┌────────
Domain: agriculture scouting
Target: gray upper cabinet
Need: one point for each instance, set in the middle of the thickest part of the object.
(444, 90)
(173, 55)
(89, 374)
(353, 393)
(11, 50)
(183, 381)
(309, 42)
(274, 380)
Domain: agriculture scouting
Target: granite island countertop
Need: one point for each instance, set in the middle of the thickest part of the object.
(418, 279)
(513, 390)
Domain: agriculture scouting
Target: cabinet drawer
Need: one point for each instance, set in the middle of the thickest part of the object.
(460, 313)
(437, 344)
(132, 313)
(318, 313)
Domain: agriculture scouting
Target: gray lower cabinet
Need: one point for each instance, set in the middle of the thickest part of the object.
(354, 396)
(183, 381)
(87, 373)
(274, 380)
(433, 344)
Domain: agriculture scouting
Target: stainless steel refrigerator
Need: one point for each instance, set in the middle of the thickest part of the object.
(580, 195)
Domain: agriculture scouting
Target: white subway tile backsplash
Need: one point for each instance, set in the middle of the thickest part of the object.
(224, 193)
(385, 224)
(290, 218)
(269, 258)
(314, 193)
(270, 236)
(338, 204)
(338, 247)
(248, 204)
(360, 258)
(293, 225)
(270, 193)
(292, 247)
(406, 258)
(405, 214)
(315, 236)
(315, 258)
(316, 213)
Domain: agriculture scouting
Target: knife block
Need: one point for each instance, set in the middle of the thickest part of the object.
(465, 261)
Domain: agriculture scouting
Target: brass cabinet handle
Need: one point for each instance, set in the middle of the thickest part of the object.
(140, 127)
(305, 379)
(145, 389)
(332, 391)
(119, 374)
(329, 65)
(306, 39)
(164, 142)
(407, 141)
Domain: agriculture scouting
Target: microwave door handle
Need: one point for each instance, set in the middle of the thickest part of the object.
└────────
List each line of the listing above that contains the word "handle".

• SOLVED EXERCISE:
Target: brass cabinet handle
Target: microwave door handle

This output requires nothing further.